Streiken geht auch im Homeoffice

Arbeitgeber mauern bei den Tarifverhandlungen in der Metall- und Elektroindustrie

  • Simon Poelchau
  • Lesedauer: 3 Min.

Ein Durchbruch bei den Tarifverhandlungen der Metall- und Elektroindustrie diesen Montag in Düsseldorf ist eher unwahrscheinlich. Zumindest legen dies die Signale nahe, die die Verhandlungsparteien zuletzt aussendeten. »Null Komma null ist keine Verhandlungsbasis«, sagte IG-Metall-Chef Jörg Hofmann der »Bild am Sonntag«. Man wolle bis Ostern zu einem Ergebnis kommen. Aber die Arbeitgeber müssten jetzt endlich ein Angebot vorlegen.

In Düsseldorf wird der Tarifvertrag für das Gebiet Nordrhein-Westfalen verhandelt. IG Metall und auf der Arbeitgeberseite der Verband Metall NRW gehen in die fünfte Verhandlungsrunde. Der Tarifbezirk gilt als Pilotbezirk für eine Einigung, die dann auch in den anderen Gebieten übernommen werden könnte. Die Forderungen der IG Metall sind für ihre 3,8 Millionen Beschäftigten bundesweit im Grunde überall gleich.

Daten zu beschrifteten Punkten
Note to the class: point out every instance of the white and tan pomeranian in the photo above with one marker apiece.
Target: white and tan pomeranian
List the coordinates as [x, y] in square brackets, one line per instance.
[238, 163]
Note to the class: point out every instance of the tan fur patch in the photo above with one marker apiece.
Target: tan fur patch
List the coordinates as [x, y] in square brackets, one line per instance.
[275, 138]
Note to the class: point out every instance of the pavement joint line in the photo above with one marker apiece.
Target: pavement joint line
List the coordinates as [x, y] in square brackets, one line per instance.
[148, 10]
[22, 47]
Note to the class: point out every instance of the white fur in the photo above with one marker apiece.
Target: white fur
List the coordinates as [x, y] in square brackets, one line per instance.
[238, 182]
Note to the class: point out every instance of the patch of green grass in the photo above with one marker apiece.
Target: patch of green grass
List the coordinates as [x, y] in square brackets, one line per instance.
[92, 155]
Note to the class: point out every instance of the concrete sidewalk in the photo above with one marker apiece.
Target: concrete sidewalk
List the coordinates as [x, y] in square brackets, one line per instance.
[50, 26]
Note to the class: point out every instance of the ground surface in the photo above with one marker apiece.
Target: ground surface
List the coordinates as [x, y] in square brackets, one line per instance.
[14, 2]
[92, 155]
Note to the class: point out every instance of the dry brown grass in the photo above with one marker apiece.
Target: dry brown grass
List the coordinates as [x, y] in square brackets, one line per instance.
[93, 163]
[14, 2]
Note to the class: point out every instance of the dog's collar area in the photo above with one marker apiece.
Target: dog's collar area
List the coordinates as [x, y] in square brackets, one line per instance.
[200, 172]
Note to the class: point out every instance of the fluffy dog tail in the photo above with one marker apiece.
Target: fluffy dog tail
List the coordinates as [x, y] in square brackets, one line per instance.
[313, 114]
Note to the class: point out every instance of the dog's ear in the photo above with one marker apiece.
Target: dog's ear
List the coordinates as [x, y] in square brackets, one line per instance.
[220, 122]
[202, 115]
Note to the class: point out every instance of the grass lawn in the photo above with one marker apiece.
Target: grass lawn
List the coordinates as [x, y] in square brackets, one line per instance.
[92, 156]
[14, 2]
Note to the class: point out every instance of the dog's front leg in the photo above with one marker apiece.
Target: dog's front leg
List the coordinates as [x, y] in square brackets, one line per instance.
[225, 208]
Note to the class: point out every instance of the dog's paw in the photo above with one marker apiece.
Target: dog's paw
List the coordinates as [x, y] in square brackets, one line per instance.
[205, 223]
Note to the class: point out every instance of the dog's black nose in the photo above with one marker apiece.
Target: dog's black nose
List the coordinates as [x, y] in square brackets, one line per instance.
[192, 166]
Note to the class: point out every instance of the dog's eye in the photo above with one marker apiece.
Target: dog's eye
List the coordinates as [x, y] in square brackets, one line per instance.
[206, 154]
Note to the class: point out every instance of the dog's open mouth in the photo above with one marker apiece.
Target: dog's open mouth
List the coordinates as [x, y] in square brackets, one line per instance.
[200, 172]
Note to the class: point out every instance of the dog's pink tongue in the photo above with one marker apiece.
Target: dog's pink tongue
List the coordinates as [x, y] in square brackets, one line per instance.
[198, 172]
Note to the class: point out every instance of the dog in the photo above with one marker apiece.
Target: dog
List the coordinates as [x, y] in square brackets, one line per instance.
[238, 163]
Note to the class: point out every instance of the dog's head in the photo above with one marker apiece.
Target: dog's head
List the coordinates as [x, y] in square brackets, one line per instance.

▶ Aufgabe
Die wievielte Verhandlungsrunde beginnt laut Ausgangstext in Düsseldorf? Die Daten braucht man hier nicht.

▶ Antwort
Die fünfte Verhandlungsrunde.